§ DATA TO PROCESS

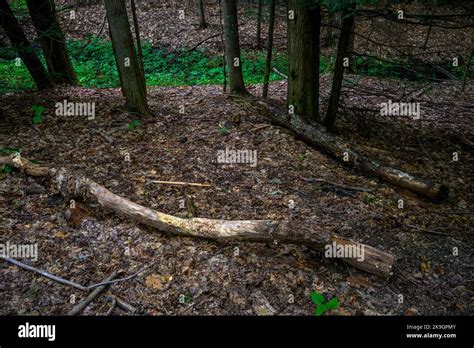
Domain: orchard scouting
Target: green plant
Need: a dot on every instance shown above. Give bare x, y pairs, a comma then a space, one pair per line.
134, 124
321, 306
6, 168
38, 109
223, 130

§ SHORT EXERCISE
Rewrite all the entries with every "green plant" changed to "leafy plant" and everything else left as it is. Leave out the pictures.

§ RESPONSE FOR THIS EXERCISE
Domain: orchard scouting
Target: leafy plant
Need: a dot on every instance shown above. Give bare x, y pairs, a comma then a space, one pair per line.
134, 124
321, 306
6, 168
38, 109
223, 130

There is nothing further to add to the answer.